Return only the line containing "Task: indicate the distant" and each line after it, exactly as written, through the end of the records.
--
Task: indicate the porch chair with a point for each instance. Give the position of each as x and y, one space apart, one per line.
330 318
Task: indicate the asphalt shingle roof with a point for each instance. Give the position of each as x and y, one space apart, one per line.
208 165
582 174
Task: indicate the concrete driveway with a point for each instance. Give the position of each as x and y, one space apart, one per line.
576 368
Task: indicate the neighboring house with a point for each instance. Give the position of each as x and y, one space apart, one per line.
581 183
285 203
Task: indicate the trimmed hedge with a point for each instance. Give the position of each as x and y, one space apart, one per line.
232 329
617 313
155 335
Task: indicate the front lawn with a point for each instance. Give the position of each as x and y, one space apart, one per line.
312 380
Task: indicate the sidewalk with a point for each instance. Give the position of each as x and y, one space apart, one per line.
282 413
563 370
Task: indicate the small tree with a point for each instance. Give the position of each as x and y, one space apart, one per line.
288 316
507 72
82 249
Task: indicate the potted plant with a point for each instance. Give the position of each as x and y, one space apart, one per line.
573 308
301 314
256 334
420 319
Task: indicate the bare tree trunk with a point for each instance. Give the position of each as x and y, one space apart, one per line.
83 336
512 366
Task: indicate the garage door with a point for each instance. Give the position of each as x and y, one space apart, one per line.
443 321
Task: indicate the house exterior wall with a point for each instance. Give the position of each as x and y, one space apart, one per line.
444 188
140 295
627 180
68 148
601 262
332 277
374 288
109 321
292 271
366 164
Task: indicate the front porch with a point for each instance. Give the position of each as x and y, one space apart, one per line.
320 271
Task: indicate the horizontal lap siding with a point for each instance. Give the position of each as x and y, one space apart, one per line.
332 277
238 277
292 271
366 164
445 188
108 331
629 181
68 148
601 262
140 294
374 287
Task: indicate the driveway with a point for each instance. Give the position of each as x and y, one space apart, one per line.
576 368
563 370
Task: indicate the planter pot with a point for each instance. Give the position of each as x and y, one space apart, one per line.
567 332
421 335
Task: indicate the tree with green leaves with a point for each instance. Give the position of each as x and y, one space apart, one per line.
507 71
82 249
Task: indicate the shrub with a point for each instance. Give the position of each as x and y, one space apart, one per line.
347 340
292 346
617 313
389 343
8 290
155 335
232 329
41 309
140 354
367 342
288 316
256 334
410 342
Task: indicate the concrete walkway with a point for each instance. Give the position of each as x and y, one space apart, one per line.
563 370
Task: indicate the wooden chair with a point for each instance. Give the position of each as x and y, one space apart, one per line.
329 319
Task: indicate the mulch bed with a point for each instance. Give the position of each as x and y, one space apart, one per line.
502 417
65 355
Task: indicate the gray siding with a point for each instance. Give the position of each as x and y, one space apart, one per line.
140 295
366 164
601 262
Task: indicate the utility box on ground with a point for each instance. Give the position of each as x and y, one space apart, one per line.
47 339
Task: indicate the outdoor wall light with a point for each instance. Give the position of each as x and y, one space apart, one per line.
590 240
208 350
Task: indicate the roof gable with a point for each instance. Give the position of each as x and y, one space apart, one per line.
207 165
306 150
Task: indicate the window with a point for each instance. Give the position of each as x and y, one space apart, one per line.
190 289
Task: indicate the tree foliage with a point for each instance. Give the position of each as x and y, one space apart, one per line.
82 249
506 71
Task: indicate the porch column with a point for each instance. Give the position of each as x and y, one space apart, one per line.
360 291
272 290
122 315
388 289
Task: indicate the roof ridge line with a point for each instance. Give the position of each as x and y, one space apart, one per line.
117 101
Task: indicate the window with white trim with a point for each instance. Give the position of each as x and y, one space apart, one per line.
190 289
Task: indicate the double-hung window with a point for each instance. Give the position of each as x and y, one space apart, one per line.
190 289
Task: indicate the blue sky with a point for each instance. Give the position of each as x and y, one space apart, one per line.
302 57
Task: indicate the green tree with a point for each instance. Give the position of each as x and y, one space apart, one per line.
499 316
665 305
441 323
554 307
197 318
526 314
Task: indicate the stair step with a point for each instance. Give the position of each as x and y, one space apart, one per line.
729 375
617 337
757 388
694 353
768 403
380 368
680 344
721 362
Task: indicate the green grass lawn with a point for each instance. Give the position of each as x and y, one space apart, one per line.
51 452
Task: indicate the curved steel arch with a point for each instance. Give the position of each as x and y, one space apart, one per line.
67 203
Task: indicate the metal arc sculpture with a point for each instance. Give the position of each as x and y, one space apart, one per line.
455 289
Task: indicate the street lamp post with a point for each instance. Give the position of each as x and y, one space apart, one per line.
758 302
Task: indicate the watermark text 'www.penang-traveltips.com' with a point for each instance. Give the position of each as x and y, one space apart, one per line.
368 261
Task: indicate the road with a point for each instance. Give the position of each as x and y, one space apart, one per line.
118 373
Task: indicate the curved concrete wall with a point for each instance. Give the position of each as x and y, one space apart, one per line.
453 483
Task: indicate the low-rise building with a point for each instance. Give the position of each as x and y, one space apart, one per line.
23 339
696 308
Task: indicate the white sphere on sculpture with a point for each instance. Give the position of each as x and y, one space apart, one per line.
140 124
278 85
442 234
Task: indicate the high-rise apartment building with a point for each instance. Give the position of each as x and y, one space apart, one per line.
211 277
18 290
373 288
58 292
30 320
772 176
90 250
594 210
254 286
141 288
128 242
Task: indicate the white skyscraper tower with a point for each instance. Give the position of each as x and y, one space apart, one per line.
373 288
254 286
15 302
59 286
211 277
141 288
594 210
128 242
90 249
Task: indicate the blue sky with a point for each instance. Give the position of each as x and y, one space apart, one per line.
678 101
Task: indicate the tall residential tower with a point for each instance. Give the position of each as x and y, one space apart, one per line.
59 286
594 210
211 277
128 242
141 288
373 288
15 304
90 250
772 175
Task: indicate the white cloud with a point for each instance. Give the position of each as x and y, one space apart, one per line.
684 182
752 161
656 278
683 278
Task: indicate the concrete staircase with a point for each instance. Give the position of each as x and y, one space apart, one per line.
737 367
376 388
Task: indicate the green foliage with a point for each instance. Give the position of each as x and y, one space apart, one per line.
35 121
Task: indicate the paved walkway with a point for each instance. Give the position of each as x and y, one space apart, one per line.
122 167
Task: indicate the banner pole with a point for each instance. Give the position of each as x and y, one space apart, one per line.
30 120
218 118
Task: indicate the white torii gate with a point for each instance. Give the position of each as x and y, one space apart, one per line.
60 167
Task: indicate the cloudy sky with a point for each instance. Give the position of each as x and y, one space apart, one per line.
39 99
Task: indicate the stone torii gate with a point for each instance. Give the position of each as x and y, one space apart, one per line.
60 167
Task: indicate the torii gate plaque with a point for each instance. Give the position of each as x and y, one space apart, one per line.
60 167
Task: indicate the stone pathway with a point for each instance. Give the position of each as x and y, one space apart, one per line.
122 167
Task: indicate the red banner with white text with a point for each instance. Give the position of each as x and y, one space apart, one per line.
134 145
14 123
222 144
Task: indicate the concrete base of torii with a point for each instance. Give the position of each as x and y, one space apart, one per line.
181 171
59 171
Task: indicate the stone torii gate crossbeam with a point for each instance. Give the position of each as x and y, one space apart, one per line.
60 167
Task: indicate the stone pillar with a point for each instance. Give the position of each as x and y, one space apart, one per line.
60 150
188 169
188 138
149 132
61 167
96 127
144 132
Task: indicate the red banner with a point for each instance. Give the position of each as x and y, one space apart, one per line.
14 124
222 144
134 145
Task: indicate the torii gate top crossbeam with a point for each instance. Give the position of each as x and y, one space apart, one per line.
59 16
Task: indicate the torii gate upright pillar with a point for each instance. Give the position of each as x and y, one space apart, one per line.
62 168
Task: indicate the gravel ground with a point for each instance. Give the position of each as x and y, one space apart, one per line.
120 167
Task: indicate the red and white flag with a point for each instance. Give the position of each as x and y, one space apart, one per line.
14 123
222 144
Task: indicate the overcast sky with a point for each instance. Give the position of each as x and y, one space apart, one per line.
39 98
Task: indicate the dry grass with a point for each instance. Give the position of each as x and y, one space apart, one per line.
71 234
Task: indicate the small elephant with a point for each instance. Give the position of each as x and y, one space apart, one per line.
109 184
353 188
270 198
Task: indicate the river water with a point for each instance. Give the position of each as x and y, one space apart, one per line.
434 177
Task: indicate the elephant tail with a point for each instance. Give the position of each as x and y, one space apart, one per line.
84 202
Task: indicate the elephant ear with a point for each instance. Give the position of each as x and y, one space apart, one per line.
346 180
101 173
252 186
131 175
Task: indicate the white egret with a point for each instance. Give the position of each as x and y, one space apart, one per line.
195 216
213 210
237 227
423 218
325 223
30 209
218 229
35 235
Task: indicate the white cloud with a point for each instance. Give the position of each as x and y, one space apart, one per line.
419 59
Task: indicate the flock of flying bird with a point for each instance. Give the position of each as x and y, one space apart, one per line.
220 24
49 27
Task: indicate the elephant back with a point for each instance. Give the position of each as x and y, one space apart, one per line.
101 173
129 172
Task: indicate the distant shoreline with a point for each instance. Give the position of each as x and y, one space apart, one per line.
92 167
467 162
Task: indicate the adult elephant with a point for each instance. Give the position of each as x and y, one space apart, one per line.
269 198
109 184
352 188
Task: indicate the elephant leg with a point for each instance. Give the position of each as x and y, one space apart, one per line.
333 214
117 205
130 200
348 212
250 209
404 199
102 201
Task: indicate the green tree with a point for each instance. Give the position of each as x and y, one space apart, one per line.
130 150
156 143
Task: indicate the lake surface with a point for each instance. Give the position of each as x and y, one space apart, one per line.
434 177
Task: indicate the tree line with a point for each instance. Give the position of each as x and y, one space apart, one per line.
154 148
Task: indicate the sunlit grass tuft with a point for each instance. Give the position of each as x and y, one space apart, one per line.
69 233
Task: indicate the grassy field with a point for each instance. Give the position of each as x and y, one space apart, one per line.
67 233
--
## RESPONSE TO THIS EXERCISE
Task: indicate the distant shoreline with a point for each instance. Give the position of each as x and y, one space apart, one per line.
92 167
467 162
Task: indicate the adult elephant with a point for each instance. Give the position of each as x and y, one space apart, one per line.
269 198
109 184
352 188
Task: indicate the elephant leg with a point for each instance. Give the position of each as x and y, one space apart, one per line.
333 214
117 205
130 200
348 212
250 209
404 199
102 201
Task: indicate the green tree with a point for each instance. Give the position of each as x and y, one space apart, one per line.
130 150
156 143
Task: indicate the lake surface with a point for each instance. Give the position of each as x and y, one space apart, one per line.
434 177
Task: indicate the tree line with a point for each instance. Give the position of each as x and y, one space apart, one per line.
154 148
Task: indicate the sunlit grass tuft with a point for each instance. Give the position of each as x and y, one space apart, one per line.
69 233
Task: indicate the grassy field with a point for each instance. Give the position of each as x and y, one space apart, one per line.
67 233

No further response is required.